**Text:**
*** Block opens ***
VS has become an important part of the drug discovery process. VS methods and VS case studies have been reviewed elsewhere. [2–11] In this review we summarize, based on our experience, the most commonly used VS methodologies and discuss their strengths and weaknesses in order to both introduce the inexperienced researcher to new methodologies and advise the experienced researcher on how to prevent common mistakes and the improper usage of VS methodologies.

 

"Page 3, lines 109-112. After this sentence, few lines about the different algorithms implemented in the software cited should be reported here.".

We fully agree with the comment of reviewer #1 that some information about the different algorithms should be reported. For this reason we have added the following paragraph at the “Ligand Preparation” section:

In conformer generators, molecules are first fragmented by their rotatable bonds. These fragments are then re-joined while sampling their spatial distributions based on different criteria to obtain conformers. OMEGA[25] and ConfGen[26] are systematic approaches that sample each rotatable bond in the molecule systematically in discrete intervals. The Distance Geometry[27] algorithm implementation by RDKit,[28] on the other hand, is a stochastic method in which the conformational space of a molecule is sampled randomly, but considering a small amount of empirical information.[29]

 

"Page 5, lines 178-180. In this brief description, both the terms "pharmacophore" and "features", are introduced without providing the reader with any type information about what they refer to. I believe that the authors should give here a minimal hint about what is a pharmacophore feature, in order to make the definition of pharmacophore fingerprint comprehensible to the non-experienced reader. Moreover, a link to section 3.4, e.g. "(see section 3.4 for more details)”, should be added in order to indicate where the concept of pharmacophore will be more extensively described.".

Following the reviewer’s suggestion, we have added the following definition of the term pharmacophore and a link to section 3.4, where the concept of pharmacophore is more extensively described:

A pharmacophore is the spatial arrangement of features that allow the ligands to interact with the binding site of a target protein (see section 3.4 for more details). Pharmacophore fingerprints incorporate these molecule features and the distances between them into the fingerprint.[57]

 

"Page 6, lines 201-203. Equation (1) is wrong. The Tanimoto coefficient corresponds to c/(a+b-c). Please correct the equation. Moreover, in lines 202-203, the letters “a”, “b” and “c” identifying the variables of equation (1) should be in italics.".

We are grateful to the reviewer for pointing out this error. We have corrected equation (1) and put the letters “a”, “b” and “c” in italics.
*** Block closes ***
Records from a data source
*** Block opens ***
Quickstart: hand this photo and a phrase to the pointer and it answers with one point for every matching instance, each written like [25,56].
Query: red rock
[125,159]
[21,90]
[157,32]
*** Block closes ***
**What the exercise asks:** Please print the virtual screening text above from "VS has become" to "of VS methodologies.", copying every word unchanged.

**Solution to this task:**
VS has become an important part of the drug discovery process. VS methods and VS case studies have been reviewed elsewhere. [2–11] In this review we summarize, based on our experience, the most commonly used VS methodologies and discuss their strengths and weaknesses in order to both introduce the inexperienced researcher to new methodologies and advise the experienced researcher on how to prevent common mistakes and the improper usage of VS methodologies.